──────── Source material ────────

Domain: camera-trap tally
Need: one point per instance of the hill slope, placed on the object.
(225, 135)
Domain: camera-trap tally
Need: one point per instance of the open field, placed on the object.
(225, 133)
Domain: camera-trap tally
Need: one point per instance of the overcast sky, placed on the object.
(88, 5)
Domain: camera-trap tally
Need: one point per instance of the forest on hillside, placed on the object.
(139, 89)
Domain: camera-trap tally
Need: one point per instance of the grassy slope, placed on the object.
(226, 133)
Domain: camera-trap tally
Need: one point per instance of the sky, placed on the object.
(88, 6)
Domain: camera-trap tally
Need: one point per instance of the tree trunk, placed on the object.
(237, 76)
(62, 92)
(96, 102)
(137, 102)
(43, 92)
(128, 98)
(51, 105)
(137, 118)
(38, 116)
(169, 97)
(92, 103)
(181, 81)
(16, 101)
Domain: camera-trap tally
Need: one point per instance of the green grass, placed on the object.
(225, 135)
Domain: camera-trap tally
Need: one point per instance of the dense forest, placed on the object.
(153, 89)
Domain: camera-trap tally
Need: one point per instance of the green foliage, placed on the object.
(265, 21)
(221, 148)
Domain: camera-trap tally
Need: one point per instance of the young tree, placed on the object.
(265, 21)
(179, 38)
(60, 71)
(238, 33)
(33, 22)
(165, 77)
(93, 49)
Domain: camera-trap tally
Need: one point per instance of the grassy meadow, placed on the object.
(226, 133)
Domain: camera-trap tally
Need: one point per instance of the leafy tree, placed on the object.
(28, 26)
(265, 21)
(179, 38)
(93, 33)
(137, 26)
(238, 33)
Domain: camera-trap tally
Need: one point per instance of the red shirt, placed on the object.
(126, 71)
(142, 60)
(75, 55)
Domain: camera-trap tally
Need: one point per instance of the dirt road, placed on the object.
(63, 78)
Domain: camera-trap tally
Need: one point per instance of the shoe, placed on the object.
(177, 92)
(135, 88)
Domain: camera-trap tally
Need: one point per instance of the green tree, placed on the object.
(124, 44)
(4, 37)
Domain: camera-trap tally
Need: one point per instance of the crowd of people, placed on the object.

────────

### Exercise requirements
Extract all of the data above without altering anything.

### Answer to the exercise
Domain: camera-trap tally
Need: one point per instance of the hill slope, placed on the object.
(225, 135)
Domain: camera-trap tally
Need: one point per instance of the open field, placed on the object.
(225, 133)
Domain: camera-trap tally
Need: one point per instance of the overcast sky, placed on the object.
(88, 5)
Domain: camera-trap tally
Need: one point per instance of the forest on hillside, placed on the object.
(139, 89)
Domain: camera-trap tally
Need: one point per instance of the grassy slope, placed on the object.
(226, 133)
Domain: camera-trap tally
Need: one point per instance of the sky, placed on the object.
(88, 6)
Domain: camera-trap tally
Need: one point per instance of the tree trunk, placed on the object.
(237, 76)
(62, 92)
(96, 102)
(137, 102)
(43, 92)
(128, 98)
(51, 105)
(137, 118)
(38, 116)
(169, 97)
(92, 103)
(181, 81)
(16, 101)
Domain: camera-trap tally
Need: one point per instance of the green grass, placed on the object.
(225, 135)
Domain: camera-trap tally
Need: one point per instance of the dense forest, placed on the object.
(153, 89)
Domain: camera-trap tally
Need: one point per instance of the green foliage, placed on the object.
(265, 21)
(221, 148)
Domain: camera-trap tally
Need: one point per instance of the young tree, placed on the object.
(265, 21)
(179, 38)
(60, 71)
(238, 33)
(33, 22)
(165, 77)
(93, 49)
Domain: camera-trap tally
Need: one point per instance of the grassy meadow, placed on the object.
(226, 133)
Domain: camera-trap tally
Need: one point per instance of the leafy tree, placed on the object.
(28, 26)
(265, 21)
(179, 38)
(93, 33)
(137, 26)
(238, 33)
Domain: camera-trap tally
Need: one point per instance of the red shirt, placed on the object.
(126, 71)
(142, 60)
(75, 55)
Domain: camera-trap tally
Need: one point per instance of the dirt road, placed on the object.
(63, 78)
Domain: camera-trap tally
Need: one point per instance of the shoe, placed on the object.
(177, 92)
(135, 88)
Domain: camera-trap tally
Need: one point per instance of the green tree, placed on the object.
(124, 44)
(4, 37)
Domain: camera-trap tally
Need: one point per instance of the crowd of people, placed on the object.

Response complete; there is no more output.